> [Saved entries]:
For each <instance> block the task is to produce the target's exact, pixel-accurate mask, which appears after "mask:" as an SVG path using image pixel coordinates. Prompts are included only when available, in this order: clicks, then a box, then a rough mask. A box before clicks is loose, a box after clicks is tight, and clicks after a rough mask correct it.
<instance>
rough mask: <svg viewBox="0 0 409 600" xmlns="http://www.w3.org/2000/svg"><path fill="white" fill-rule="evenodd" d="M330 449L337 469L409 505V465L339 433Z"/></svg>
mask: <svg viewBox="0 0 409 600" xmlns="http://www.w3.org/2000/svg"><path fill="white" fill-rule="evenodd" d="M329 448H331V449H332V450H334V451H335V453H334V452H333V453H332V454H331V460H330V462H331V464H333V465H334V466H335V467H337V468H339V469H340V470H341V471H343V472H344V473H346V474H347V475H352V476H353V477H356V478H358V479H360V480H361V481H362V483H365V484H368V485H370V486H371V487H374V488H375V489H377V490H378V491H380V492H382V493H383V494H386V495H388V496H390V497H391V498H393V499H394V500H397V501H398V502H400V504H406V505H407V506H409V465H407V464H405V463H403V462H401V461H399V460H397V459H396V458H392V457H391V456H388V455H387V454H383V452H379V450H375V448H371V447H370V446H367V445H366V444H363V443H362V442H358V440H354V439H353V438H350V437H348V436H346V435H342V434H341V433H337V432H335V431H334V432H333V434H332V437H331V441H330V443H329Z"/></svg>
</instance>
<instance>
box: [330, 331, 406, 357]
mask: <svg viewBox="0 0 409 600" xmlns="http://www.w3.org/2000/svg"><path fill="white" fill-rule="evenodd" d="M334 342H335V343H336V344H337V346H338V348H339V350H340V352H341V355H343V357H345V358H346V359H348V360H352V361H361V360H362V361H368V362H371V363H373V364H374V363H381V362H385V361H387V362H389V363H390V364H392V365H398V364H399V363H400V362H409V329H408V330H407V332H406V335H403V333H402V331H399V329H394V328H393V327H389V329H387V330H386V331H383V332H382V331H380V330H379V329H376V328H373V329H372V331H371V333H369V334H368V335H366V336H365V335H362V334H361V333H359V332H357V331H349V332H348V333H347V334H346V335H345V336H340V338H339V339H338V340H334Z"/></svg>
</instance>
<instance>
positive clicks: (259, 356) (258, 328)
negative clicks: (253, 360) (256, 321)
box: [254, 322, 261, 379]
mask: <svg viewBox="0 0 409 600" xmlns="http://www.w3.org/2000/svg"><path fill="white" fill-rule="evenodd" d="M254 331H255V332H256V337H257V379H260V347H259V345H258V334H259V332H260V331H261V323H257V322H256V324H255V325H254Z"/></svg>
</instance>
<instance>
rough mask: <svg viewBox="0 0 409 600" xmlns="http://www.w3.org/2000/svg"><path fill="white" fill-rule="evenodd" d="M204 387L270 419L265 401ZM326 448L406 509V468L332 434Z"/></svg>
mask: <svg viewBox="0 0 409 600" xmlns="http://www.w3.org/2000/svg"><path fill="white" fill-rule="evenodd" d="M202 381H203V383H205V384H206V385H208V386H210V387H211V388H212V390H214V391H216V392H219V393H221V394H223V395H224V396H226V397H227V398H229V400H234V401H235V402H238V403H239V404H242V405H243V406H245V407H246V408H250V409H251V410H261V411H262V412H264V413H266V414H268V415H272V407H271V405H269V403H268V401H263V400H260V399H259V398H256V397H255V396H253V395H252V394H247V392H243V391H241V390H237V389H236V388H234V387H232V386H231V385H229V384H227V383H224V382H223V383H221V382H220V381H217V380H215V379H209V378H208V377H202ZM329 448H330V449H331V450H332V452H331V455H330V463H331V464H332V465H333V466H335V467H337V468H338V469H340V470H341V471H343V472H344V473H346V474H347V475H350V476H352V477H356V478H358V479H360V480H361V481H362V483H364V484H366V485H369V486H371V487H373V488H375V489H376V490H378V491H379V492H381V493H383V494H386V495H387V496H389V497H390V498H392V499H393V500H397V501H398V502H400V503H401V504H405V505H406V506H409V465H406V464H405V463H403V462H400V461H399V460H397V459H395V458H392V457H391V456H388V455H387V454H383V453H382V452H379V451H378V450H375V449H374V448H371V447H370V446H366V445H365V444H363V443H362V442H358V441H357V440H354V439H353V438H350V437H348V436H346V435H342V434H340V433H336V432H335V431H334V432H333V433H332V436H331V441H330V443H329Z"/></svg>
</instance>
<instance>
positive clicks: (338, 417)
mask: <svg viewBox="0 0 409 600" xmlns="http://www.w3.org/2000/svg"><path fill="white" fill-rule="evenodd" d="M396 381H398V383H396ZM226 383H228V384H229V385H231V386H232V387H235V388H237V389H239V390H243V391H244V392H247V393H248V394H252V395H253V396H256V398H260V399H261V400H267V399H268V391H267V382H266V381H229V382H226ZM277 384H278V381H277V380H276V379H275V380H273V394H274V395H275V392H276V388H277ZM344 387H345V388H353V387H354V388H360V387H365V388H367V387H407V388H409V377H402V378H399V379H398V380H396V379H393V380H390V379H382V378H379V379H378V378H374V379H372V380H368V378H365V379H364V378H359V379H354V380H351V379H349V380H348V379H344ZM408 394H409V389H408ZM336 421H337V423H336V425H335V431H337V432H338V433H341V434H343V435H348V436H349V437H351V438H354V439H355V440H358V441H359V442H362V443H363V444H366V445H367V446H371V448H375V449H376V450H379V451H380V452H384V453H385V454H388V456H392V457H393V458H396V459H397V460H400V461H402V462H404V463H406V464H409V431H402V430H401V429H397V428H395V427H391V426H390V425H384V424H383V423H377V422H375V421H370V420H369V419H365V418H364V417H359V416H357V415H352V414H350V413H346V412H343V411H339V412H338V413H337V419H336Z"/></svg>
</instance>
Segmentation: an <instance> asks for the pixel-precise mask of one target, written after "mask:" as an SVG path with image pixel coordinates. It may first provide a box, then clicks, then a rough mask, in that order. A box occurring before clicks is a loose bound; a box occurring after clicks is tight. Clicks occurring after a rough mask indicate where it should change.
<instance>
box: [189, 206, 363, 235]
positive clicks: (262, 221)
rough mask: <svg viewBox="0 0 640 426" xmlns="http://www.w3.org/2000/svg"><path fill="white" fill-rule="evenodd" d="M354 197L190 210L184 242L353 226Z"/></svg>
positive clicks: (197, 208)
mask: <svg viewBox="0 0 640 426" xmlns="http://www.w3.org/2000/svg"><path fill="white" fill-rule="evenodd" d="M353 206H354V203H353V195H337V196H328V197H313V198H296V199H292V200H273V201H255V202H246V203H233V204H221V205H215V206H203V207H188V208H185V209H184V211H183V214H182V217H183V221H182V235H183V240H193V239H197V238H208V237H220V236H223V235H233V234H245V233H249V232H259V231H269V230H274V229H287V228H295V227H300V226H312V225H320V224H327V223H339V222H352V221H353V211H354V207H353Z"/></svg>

> [TASK ITEM]: Each line of the data is to be written out again exactly.

> [RESULT OF THE TASK]:
For each <instance> block the task is to produce the target's exact, pixel-accurate mask, which appears after "mask:" as an SVG path using image pixel coordinates. Prompts are included only when available, in this order: clicks, then a box, then a rough mask. A box before clicks is loose, a box after clicks is tight, and clicks after a rough mask correct it.
<instance>
rough mask: <svg viewBox="0 0 409 600" xmlns="http://www.w3.org/2000/svg"><path fill="white" fill-rule="evenodd" d="M330 449L337 469L409 505V465L339 433Z"/></svg>
mask: <svg viewBox="0 0 409 600" xmlns="http://www.w3.org/2000/svg"><path fill="white" fill-rule="evenodd" d="M329 448H331V449H332V450H334V451H335V453H334V452H333V453H332V454H331V460H330V462H331V464H333V465H334V466H335V467H337V468H339V469H340V470H341V471H343V472H344V473H346V474H347V475H352V476H353V477H356V478H358V479H360V480H361V481H362V483H365V484H368V485H370V486H371V487H374V488H375V489H377V490H378V491H380V492H382V493H383V494H386V495H388V496H390V497H391V498H393V499H394V500H397V501H398V502H400V504H406V505H407V506H409V465H407V464H405V463H403V462H401V461H399V460H397V459H396V458H392V457H391V456H388V455H387V454H383V452H379V450H375V448H371V447H370V446H367V445H366V444H363V443H362V442H358V440H354V439H353V438H350V437H348V436H346V435H342V434H341V433H337V432H335V431H334V432H333V434H332V437H331V441H330V443H329Z"/></svg>
</instance>
<instance>
box: [330, 331, 406, 357]
mask: <svg viewBox="0 0 409 600" xmlns="http://www.w3.org/2000/svg"><path fill="white" fill-rule="evenodd" d="M334 342H335V343H336V344H337V346H338V348H339V350H340V352H341V355H343V357H345V358H346V359H348V360H352V361H361V360H362V361H368V362H371V363H373V364H374V363H381V362H385V361H387V362H389V363H390V364H392V365H398V364H399V363H400V362H409V329H408V330H407V332H406V335H403V333H402V331H399V329H394V328H393V327H389V329H387V330H386V331H383V332H382V331H380V330H379V329H376V328H373V329H372V331H371V333H369V334H368V335H366V336H365V335H362V334H361V333H359V332H357V331H349V332H348V333H347V334H346V335H345V336H340V338H339V339H338V340H334Z"/></svg>
</instance>
<instance>
positive clicks: (259, 356) (258, 328)
negative clicks: (253, 360) (256, 321)
box: [254, 322, 261, 379]
mask: <svg viewBox="0 0 409 600" xmlns="http://www.w3.org/2000/svg"><path fill="white" fill-rule="evenodd" d="M254 331H255V332H256V337H257V379H260V347H259V345H258V334H259V332H260V331H261V323H257V322H256V324H255V325H254Z"/></svg>
</instance>
<instance>
rough mask: <svg viewBox="0 0 409 600" xmlns="http://www.w3.org/2000/svg"><path fill="white" fill-rule="evenodd" d="M204 387L270 419L265 401ZM326 448L406 509V468L332 434Z"/></svg>
mask: <svg viewBox="0 0 409 600" xmlns="http://www.w3.org/2000/svg"><path fill="white" fill-rule="evenodd" d="M202 381H203V383H205V384H206V385H208V386H210V387H211V388H212V390H214V391H216V392H219V393H221V394H223V395H224V396H226V397H227V398H229V400H234V401H235V402H238V403H239V404H242V405H243V406H245V407H246V408H250V409H251V410H261V411H262V412H264V413H266V414H268V415H272V407H271V405H269V403H268V401H263V400H260V399H259V398H256V397H255V396H253V395H252V394H247V392H243V391H241V390H237V389H236V388H234V387H232V386H231V385H229V384H227V383H224V382H223V383H221V382H220V381H217V380H215V379H209V378H208V377H202ZM329 448H330V449H331V450H332V452H331V455H330V463H331V464H332V465H333V466H335V467H337V468H338V469H340V470H341V471H343V472H344V473H346V474H347V475H350V476H352V477H356V478H358V479H360V480H361V481H362V483H364V484H366V485H369V486H371V487H373V488H375V489H376V490H378V491H379V492H381V493H383V494H386V495H387V496H389V497H390V498H392V499H393V500H397V501H398V502H400V503H401V504H405V505H406V506H409V465H406V464H405V463H403V462H400V461H399V460H397V459H395V458H392V457H391V456H388V455H387V454H383V453H382V452H379V451H378V450H375V449H374V448H371V447H370V446H366V445H365V444H363V443H362V442H358V441H357V440H354V439H353V438H350V437H348V436H346V435H342V434H340V433H336V432H335V431H334V432H333V433H332V436H331V441H330V443H329Z"/></svg>
</instance>
<instance>
positive clicks: (338, 417)
mask: <svg viewBox="0 0 409 600" xmlns="http://www.w3.org/2000/svg"><path fill="white" fill-rule="evenodd" d="M396 381H398V383H396ZM226 383H228V384H229V385H231V386H232V387H235V388H237V389H239V390H243V391H244V392H247V393H248V394H252V395H253V396H256V398H260V399H261V400H267V399H268V391H267V382H266V381H229V382H226ZM277 384H278V381H277V380H276V379H275V380H273V394H274V395H275V392H276V388H277ZM344 387H345V388H353V387H354V388H360V387H365V388H367V387H407V388H409V377H402V378H399V379H398V380H396V379H393V380H390V379H382V378H379V379H378V378H374V379H372V380H368V378H365V379H364V378H359V379H354V380H351V379H349V380H348V379H344ZM408 394H409V389H408ZM336 421H337V423H336V425H335V431H337V432H338V433H341V434H343V435H348V436H349V437H351V438H354V439H355V440H358V441H359V442H362V443H363V444H366V445H367V446H371V448H375V449H376V450H379V451H380V452H384V453H385V454H388V456H392V457H393V458H396V459H397V460H400V461H402V462H404V463H406V464H409V431H402V430H401V429H397V428H395V427H391V426H390V425H384V424H383V423H377V422H375V421H370V420H369V419H365V418H364V417H359V416H357V415H352V414H350V413H346V412H343V411H339V412H338V413H337V419H336Z"/></svg>
</instance>
Segmentation: an <instance> asks for the pixel-precise mask of one target, written after "mask:" as an SVG path with image pixel coordinates. It may first provide a box, then clicks, then a rough mask, in that order. A box occurring before clicks is a loose bound; a box occurring after clicks is tight. Clicks occurring after a rough mask indicate where it should change.
<instance>
box: [189, 206, 363, 235]
positive clicks: (262, 221)
rough mask: <svg viewBox="0 0 640 426" xmlns="http://www.w3.org/2000/svg"><path fill="white" fill-rule="evenodd" d="M354 197L190 210L184 242L353 226Z"/></svg>
positive clicks: (197, 208)
mask: <svg viewBox="0 0 640 426" xmlns="http://www.w3.org/2000/svg"><path fill="white" fill-rule="evenodd" d="M353 206H354V203H353V195H337V196H328V197H313V198H296V199H292V200H273V201H255V202H246V203H233V204H221V205H215V206H203V207H188V208H185V209H184V211H183V214H182V217H183V221H182V235H183V240H193V239H197V238H208V237H220V236H223V235H233V234H245V233H249V232H259V231H269V230H274V229H287V228H295V227H300V226H312V225H320V224H327V223H339V222H352V221H353V211H354V207H353Z"/></svg>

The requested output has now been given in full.